第6章:ゴールは近い

25kmの目標まで残り2周。
このあたりになるとすっかりコツも掴めて、気持ち的にも体力的にも余裕が出てきた。
最後の1周も残りあとわずか。時間もあるし、撮影し忘れたところもある。
何よりも、3年越しでやっと実現した大遠征、ここで終わってしまうのは心惜しい。
今度はもっと味わいながら、もう1周楽しもう。

風は今でも強い。
観客が一番多いメインストレートから左のカーブの過ぎると、すぐに向かい風になる。
ホッケーならではのバック滑走で滑ってみる。
後方からスピードスケートの格好をした人が近づいてきた。
向かい風がかなりきつそう。
私を見るなり、「良いねぇ、バックができて。これじゃできないから...」と
クロスカントリー用のスケートを指さす。
あっという間に抜かされてしまった。
できれば私もそのスケートが欲しい。
でも7年以上も愛用しているこのホッケーで、
おかしな得意技を織りまぜながら気楽に滑ることが、
今は楽しいと思っている。
今度は追い風。高ぶる気持ちのせいか、風に乗っているせいか、
知らないうちにスピードはグングンと上がっていく。

## 記録の抜粋

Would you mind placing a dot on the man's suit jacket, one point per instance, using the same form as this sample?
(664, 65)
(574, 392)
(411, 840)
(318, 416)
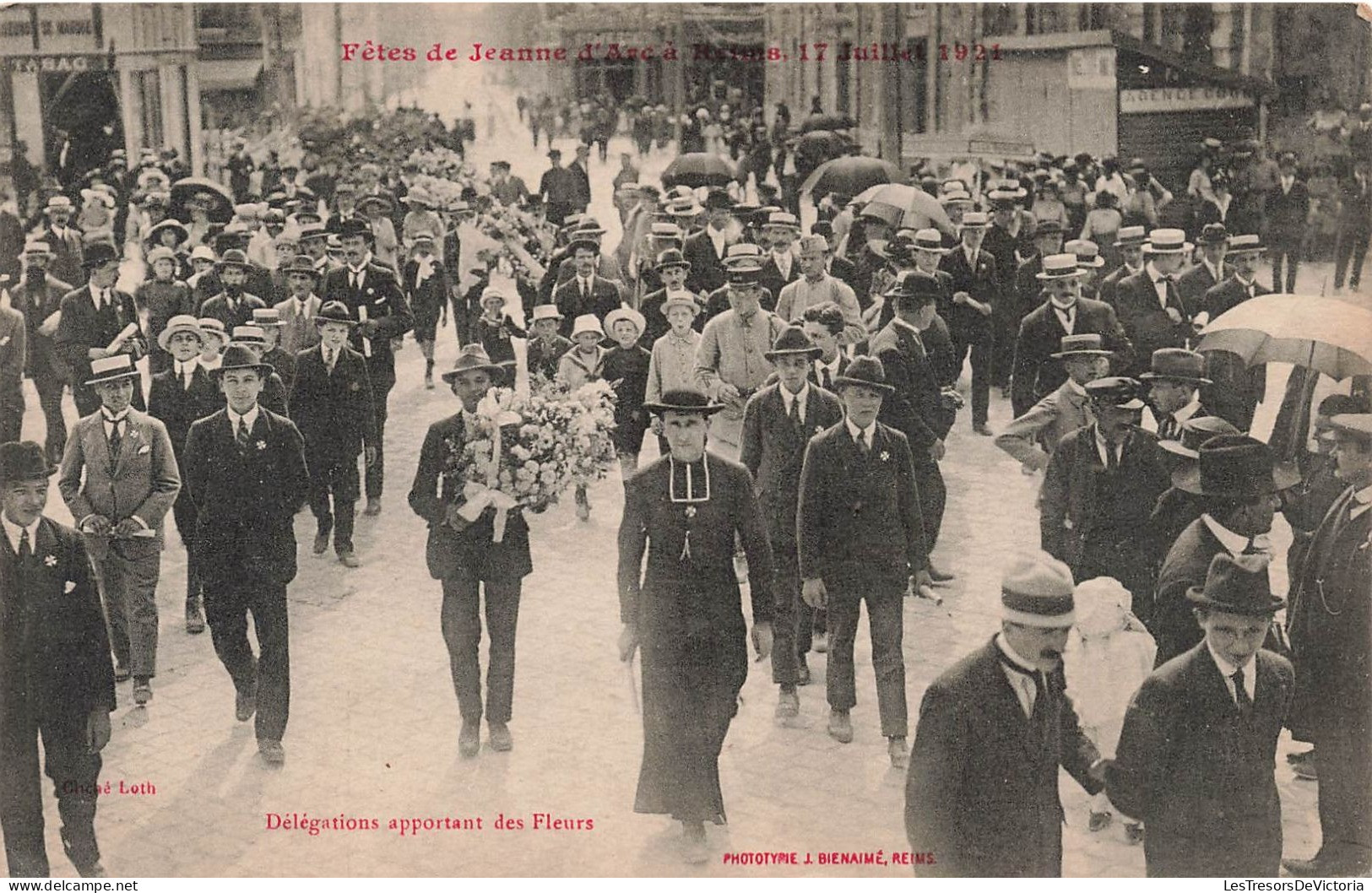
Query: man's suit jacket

## 実施する課題
a. 抜粋した文章で、ホッケー用のスケートは何年以上愛用されているか。
b. 抜粋した文章の「何よりも、3年越しでやっと実現した大遠征、ここで終わってしまうのは心惜しい。」から「向かい風がかなりきつそう。」まで、「向かい風がかなりきつそう。」も含めてそのまま書き写してください。

## 問題の解答
a. 7年以上。

b.
何よりも、3年越しでやっと実現した大遠征、ここで終わってしまうのは心惜しい。
今度はもっと味わいながら、もう1周楽しもう。

風は今でも強い。
観客が一番多いメインストレートから左のカーブの過ぎると、すぐに向かい風になる。
ホッケーならではのバック滑走で滑ってみる。
後方からスピードスケートの格好をした人が近づいてきた。
向かい風がかなりきつそう。